Saved data entries:
• • • • • • •

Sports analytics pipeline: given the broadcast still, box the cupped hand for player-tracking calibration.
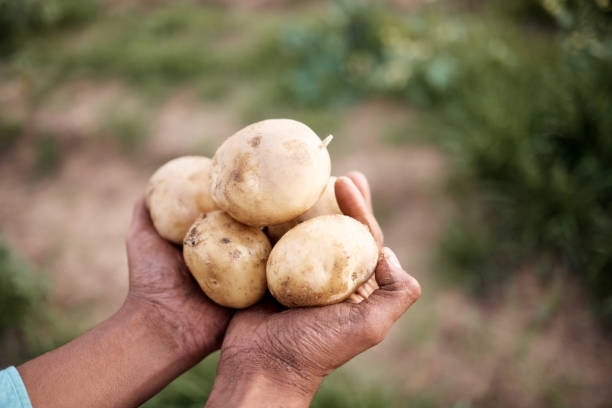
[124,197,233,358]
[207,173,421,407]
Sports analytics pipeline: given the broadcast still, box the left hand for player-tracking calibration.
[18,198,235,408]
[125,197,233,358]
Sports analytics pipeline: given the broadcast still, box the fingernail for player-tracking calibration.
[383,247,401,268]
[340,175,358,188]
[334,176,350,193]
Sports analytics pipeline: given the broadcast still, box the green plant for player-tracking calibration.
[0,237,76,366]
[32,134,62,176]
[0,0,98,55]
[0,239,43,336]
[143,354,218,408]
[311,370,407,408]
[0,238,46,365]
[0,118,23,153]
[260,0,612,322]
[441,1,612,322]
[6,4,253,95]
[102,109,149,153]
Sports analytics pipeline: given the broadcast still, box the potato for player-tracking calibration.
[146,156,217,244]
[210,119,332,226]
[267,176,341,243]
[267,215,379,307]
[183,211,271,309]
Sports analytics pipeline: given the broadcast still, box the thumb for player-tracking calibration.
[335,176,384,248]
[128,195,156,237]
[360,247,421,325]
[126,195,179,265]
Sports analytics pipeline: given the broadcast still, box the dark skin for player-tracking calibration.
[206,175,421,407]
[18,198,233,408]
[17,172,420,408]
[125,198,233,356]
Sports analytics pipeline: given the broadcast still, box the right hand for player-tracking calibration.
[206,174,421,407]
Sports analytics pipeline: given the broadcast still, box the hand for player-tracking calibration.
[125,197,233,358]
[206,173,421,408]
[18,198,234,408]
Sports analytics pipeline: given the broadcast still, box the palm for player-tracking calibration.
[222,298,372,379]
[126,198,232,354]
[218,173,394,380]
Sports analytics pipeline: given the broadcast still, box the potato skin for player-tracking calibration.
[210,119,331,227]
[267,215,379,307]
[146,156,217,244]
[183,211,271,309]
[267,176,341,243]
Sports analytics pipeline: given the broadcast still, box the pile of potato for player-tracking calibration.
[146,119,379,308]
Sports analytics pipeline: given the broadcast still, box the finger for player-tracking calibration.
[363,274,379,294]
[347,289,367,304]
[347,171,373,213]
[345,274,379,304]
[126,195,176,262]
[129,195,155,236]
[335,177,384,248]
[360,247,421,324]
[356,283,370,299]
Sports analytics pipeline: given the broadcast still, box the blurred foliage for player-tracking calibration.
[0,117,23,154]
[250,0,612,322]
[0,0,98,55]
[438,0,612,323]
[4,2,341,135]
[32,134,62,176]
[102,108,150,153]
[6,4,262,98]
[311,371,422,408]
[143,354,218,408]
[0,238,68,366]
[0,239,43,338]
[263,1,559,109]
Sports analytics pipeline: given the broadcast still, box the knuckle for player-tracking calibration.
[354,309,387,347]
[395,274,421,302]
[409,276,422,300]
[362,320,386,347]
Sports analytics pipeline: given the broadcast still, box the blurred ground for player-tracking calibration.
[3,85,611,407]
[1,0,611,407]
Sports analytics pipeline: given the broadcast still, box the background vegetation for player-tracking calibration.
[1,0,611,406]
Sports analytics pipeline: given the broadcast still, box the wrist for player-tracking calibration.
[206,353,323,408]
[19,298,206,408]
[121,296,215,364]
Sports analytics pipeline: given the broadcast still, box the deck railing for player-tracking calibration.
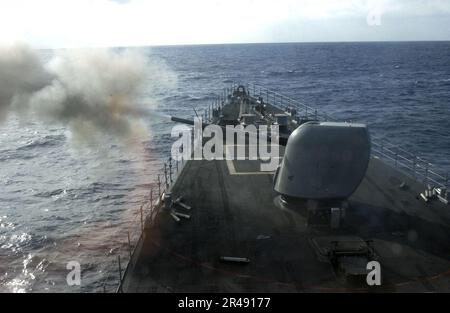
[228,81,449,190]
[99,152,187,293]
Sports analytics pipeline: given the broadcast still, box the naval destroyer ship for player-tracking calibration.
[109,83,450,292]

• • • • • • •

> Exercise description
Repeat the records in full, precisely, and keep the pictures out.

> Answer for the task
Sports analytics pipeline: given the broadcast still, box the cupped hand for player-tracking calibration.
[124,197,233,358]
[207,173,421,407]
Sports analytics pipeline: given the broadcast still, box the left hand for player-tracking calibration.
[18,198,235,408]
[125,197,233,358]
Sports analytics pipeline: given the broadcast still, box the fingernail for player-tracking calibration.
[383,247,401,268]
[340,175,358,188]
[334,176,350,193]
Sports analytics pipeline: given the broadcast still, box the green plant for player-tracking calibration.
[0,237,76,366]
[32,134,62,176]
[0,0,98,55]
[0,239,43,336]
[143,354,218,408]
[311,370,407,408]
[0,238,46,365]
[0,118,23,153]
[260,0,612,322]
[441,1,612,322]
[6,4,253,95]
[102,109,149,153]
Sports analytics pipeline: given the broadcast still, box the potato for player-tracking calibration.
[146,156,217,244]
[210,119,332,226]
[267,176,341,243]
[267,215,379,307]
[183,211,271,309]
Sports analytics pipeline: given the broadcast still, box the thumb for player-tracking calibration.
[335,176,384,248]
[128,195,156,237]
[360,247,421,325]
[126,195,179,265]
Sports analytics pipeline: given the broadcast still, box the dark skin for player-tracking calibration.
[206,175,421,407]
[18,198,233,408]
[17,172,420,408]
[125,198,233,356]
Sports analytics pipeline: given the broadcast still, box the right hand for player-tracking calibration.
[206,174,421,407]
Sports analytics pipeline: given the broadcast still, box the hand for player-tracking calibration.
[125,197,233,358]
[206,173,421,408]
[18,198,234,408]
Sports analytics pipeline: given the broadcast still, box the palm for player-tracking calibration.
[222,298,372,379]
[126,198,232,354]
[218,173,394,380]
Sports analytics pipeline: given the broadcast still, box the potato skin for player-tracking calibration.
[210,119,331,227]
[267,215,379,307]
[146,156,217,244]
[183,211,271,309]
[267,176,341,243]
Sports analytics pipeline: given the broadcast still, box the pile of potato for player-tracking calibration.
[146,119,379,308]
Sports analytics pipeline: given the broadcast still, box the finger for player-tracking calibration.
[363,274,379,294]
[347,289,367,304]
[347,171,373,213]
[345,274,379,304]
[126,195,176,262]
[129,195,155,236]
[335,177,384,248]
[360,247,421,324]
[356,283,370,299]
Sports analytics pipeline: given the broadcast still, box the blurred foliage for player-tracking calibration.
[0,117,23,154]
[250,0,612,322]
[0,0,98,55]
[438,0,612,323]
[4,2,341,135]
[32,134,62,176]
[102,108,150,153]
[6,4,262,98]
[311,371,422,408]
[143,354,218,408]
[0,238,68,366]
[0,239,43,338]
[263,1,559,109]
Sports analytics pipeline: given the broadcast still, box the knuckle for player-tracking calibration.
[354,309,387,347]
[395,274,421,302]
[409,276,422,300]
[362,320,386,347]
Sports analytics pipeline: given the broadcast still, box the blurred ground for player-tracking calibration.
[3,85,611,407]
[1,0,611,407]
Sports analytics pipeline: given the broadcast still, box the background vegetation for player-tracking calibration.
[1,0,611,406]
Sports analytics pipeline: given the broadcast still, box the wrist for player-tracking calibration.
[206,353,323,408]
[19,298,206,408]
[121,296,215,364]
Sports analytics pipeline: given the broadcast still, box the deck railing for player-tracking calibration.
[228,81,449,190]
[99,152,187,293]
Sports analytics pipeline: given the broadcast still, box the naval destroyer ship for player-tracking calibration.
[109,83,450,292]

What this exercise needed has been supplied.